[Required task]: Pull out every line of the records below that contains the string "deer", matching case exactly.

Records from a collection

..........

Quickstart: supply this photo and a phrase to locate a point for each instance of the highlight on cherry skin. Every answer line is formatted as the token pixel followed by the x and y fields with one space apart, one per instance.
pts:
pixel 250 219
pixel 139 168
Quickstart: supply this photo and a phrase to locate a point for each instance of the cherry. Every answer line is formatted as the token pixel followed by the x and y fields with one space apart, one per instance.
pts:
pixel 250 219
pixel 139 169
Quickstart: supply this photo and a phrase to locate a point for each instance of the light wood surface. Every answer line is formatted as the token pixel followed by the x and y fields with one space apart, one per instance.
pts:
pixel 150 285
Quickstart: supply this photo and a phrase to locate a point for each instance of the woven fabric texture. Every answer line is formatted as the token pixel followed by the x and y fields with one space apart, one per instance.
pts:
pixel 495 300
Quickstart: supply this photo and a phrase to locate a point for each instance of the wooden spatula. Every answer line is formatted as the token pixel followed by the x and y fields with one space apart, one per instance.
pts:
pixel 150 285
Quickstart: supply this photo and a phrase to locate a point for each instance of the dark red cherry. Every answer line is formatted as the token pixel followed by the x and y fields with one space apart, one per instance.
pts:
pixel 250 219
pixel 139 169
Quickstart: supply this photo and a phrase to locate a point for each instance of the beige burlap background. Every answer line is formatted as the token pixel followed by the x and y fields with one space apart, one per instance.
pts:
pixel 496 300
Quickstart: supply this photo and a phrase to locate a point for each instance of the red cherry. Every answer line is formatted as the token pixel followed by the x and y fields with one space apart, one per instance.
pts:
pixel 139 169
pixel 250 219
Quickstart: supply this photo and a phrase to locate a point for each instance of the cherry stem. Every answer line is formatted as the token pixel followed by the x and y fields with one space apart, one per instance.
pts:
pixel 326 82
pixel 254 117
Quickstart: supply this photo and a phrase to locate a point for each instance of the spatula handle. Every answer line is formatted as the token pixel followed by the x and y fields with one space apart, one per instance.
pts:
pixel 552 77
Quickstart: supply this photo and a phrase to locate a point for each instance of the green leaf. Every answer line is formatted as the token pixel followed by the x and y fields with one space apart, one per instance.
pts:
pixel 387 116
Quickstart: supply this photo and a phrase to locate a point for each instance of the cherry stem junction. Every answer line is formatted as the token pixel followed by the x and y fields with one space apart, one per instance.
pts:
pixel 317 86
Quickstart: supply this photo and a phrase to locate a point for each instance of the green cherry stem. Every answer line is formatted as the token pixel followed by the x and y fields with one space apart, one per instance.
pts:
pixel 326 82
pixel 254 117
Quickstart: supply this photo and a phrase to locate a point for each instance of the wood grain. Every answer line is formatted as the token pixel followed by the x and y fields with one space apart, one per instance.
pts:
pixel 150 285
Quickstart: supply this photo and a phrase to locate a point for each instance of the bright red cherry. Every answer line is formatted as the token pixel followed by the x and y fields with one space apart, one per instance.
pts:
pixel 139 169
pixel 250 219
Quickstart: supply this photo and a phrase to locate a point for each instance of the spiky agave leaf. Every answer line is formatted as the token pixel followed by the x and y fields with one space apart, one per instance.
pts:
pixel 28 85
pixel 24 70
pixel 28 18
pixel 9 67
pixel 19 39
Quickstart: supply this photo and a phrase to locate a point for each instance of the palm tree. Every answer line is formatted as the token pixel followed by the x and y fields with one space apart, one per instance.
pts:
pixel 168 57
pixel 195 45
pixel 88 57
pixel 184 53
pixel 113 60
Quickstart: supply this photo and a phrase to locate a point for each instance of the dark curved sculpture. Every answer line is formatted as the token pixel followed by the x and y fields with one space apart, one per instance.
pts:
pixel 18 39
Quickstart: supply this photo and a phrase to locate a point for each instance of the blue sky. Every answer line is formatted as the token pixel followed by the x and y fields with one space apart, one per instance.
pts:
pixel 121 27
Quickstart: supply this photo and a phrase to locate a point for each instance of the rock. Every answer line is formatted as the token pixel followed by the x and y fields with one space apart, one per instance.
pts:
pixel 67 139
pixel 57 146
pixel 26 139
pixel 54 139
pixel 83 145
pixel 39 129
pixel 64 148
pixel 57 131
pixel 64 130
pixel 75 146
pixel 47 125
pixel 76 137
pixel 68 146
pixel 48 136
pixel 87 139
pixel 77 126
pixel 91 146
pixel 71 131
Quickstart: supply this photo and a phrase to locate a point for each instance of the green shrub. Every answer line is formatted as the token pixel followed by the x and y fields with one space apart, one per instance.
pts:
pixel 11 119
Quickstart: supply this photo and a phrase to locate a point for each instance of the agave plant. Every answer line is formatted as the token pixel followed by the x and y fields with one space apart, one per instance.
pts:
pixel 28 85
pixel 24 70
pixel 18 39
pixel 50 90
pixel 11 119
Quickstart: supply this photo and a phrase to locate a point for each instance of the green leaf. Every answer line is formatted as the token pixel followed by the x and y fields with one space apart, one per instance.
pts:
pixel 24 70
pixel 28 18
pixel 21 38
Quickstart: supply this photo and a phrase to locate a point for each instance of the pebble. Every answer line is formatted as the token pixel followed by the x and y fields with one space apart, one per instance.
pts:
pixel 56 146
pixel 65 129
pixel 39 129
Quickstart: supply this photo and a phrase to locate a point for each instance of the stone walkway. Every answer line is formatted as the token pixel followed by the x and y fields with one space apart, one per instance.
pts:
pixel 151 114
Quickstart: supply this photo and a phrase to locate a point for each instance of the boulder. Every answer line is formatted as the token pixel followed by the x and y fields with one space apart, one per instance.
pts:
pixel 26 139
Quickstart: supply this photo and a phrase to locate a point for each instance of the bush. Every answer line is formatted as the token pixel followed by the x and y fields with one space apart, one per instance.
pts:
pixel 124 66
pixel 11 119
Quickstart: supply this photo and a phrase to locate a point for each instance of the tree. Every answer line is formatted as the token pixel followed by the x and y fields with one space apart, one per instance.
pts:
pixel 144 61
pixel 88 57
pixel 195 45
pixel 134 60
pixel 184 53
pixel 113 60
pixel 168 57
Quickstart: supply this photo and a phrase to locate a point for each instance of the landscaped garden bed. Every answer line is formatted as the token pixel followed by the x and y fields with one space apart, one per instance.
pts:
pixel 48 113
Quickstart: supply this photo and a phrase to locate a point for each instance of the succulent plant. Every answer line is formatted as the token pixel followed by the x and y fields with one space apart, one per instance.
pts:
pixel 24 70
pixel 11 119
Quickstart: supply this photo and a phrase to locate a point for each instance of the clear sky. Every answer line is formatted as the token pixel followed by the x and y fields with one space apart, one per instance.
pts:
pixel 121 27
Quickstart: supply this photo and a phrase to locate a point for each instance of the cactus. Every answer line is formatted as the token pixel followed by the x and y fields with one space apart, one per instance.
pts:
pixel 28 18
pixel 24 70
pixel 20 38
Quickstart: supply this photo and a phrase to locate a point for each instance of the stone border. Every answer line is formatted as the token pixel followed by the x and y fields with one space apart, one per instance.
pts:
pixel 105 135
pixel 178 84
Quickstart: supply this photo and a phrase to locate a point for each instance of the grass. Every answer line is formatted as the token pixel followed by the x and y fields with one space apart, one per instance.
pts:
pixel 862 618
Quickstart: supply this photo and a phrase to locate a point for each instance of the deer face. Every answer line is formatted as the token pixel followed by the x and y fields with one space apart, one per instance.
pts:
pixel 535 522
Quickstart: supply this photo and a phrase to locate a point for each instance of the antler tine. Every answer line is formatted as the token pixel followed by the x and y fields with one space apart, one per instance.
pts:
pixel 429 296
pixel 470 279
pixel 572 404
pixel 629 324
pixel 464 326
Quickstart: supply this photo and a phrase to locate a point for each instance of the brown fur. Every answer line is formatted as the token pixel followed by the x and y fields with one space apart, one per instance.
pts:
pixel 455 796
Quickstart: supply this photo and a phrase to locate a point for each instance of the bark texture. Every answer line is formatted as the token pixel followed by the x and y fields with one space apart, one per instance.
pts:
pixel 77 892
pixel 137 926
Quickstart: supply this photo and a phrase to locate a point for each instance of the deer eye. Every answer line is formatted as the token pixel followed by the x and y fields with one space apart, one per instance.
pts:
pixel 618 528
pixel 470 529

..........

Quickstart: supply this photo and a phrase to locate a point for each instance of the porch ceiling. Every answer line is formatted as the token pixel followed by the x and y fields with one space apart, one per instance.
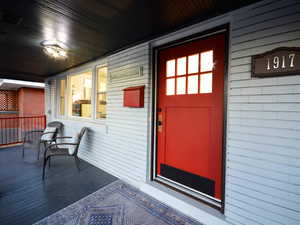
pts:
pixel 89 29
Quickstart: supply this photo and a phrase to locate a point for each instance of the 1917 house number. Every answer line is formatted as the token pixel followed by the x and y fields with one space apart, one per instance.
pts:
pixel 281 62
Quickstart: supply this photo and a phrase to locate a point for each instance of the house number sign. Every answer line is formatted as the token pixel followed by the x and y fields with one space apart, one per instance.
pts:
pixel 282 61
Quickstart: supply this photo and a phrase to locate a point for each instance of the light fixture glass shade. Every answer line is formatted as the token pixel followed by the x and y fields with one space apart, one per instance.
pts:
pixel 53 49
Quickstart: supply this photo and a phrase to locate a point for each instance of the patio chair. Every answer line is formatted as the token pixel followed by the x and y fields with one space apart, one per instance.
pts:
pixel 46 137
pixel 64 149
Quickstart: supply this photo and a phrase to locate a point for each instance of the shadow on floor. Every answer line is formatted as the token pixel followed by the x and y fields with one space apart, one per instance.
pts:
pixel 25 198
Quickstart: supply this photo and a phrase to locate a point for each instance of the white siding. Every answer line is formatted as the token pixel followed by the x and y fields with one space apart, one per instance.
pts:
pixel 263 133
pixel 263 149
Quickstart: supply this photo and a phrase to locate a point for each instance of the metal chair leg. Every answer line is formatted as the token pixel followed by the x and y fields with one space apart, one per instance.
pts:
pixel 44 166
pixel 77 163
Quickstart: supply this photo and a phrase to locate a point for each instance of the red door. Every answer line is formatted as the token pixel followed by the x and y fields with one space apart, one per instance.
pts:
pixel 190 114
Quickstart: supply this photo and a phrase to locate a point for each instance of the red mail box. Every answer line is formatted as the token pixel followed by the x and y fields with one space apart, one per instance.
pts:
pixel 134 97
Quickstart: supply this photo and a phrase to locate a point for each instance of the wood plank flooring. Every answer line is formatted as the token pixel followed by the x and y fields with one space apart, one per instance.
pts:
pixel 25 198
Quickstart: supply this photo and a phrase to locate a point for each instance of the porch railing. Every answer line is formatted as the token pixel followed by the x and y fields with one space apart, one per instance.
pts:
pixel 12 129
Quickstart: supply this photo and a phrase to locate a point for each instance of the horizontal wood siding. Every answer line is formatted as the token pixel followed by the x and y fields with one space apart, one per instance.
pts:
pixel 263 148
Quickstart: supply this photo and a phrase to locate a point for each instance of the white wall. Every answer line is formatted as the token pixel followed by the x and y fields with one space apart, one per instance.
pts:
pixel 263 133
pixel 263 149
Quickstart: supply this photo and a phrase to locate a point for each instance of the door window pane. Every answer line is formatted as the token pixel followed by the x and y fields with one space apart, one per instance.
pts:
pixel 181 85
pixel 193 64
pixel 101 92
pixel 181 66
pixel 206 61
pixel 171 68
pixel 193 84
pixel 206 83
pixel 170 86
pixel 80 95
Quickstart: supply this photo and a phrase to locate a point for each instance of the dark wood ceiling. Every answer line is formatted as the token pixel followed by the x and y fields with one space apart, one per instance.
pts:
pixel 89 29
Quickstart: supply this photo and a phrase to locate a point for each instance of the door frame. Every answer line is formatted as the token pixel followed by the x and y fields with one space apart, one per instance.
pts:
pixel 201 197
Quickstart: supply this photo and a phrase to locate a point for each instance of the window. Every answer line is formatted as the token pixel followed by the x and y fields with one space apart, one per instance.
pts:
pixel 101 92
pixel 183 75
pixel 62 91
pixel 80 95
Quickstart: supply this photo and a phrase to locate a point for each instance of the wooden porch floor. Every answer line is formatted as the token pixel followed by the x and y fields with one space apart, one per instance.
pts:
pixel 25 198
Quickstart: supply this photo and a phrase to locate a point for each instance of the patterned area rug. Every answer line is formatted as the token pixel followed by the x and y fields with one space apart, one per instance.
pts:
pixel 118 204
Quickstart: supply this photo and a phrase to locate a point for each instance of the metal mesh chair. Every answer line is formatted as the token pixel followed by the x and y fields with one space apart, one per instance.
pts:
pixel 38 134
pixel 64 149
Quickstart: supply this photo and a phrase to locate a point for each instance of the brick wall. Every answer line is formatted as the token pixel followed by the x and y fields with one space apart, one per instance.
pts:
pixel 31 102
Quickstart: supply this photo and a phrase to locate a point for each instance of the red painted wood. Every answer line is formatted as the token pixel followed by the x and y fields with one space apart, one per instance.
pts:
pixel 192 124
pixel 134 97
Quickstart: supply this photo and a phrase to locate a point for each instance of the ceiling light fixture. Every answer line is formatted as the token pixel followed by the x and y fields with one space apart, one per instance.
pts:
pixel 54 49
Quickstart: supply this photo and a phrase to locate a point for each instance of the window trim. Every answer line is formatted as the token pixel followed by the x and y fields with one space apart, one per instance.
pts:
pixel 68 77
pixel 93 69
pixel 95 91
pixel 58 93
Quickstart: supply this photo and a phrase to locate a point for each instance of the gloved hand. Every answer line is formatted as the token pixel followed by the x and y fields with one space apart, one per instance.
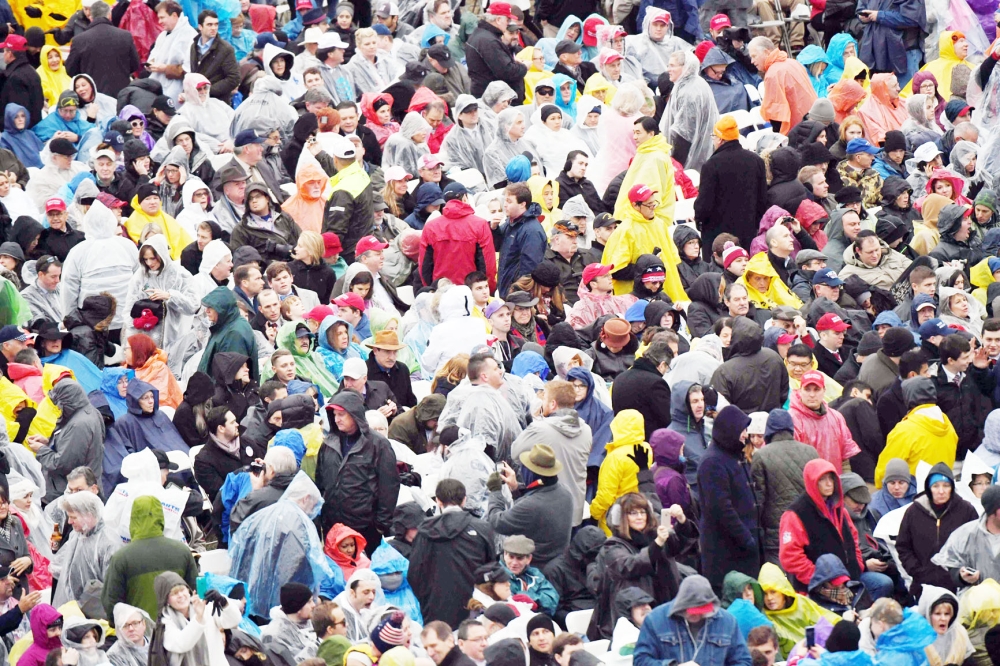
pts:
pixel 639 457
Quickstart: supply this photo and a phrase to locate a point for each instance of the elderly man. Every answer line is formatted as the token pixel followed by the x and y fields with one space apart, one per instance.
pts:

..........

[Exercise result]:
Quickstart: supply this photo and a phrase to locate a point for each instance of the deer face. Every answer line is formatted as the token pixel followed by the x and y fields with one space apart, one per instance.
Quickstart: supply this photo and a phrase to locate a point for each instance of the deer eye. Every answer line is formatted as the token pixel followed by the x and y fields with one space apart, one per instance.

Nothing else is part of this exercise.